Exercise instructions: Pick out every line in the records below that contains the word "clicks", and copy each of those lines in full.

Data excerpts:
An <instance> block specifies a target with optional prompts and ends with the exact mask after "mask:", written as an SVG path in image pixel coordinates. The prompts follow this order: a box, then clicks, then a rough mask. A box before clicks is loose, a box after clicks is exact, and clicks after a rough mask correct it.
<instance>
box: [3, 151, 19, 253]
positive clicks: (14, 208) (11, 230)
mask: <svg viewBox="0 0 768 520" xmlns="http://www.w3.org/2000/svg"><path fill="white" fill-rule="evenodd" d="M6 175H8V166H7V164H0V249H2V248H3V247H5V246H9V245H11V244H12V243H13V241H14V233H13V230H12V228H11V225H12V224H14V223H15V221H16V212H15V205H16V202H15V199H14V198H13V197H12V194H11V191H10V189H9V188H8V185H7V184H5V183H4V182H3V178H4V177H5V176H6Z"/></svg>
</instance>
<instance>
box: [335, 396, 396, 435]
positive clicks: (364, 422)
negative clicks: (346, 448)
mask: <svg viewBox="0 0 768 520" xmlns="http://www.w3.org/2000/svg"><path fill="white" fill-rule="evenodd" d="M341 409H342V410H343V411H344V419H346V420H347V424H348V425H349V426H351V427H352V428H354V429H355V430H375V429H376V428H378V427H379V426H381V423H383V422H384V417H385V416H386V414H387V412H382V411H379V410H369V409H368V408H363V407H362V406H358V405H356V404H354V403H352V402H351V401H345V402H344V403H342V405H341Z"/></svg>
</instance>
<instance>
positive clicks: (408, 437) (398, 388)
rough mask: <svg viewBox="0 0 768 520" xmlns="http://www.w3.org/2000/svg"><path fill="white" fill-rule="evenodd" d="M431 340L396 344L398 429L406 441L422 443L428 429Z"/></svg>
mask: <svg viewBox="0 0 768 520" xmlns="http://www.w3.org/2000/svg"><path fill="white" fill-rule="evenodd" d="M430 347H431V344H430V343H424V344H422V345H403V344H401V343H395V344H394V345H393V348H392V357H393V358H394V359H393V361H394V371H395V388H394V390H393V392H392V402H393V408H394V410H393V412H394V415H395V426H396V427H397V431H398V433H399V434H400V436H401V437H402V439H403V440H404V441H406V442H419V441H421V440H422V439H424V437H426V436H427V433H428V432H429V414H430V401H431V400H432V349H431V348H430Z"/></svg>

Answer box:
An <instance> block specifies a target with optional prompts and ends with the exact mask after "mask:", written as an SVG path in image pixel coordinates. The prompts follow this order: a box, then clicks, then a rough mask. A box before clicks is loose, a box after clicks is exact, and clicks after a rough mask correct it.
positive clicks: (14, 208) (11, 230)
positive clicks: (364, 422)
negative clicks: (346, 448)
positive clicks: (408, 437) (398, 388)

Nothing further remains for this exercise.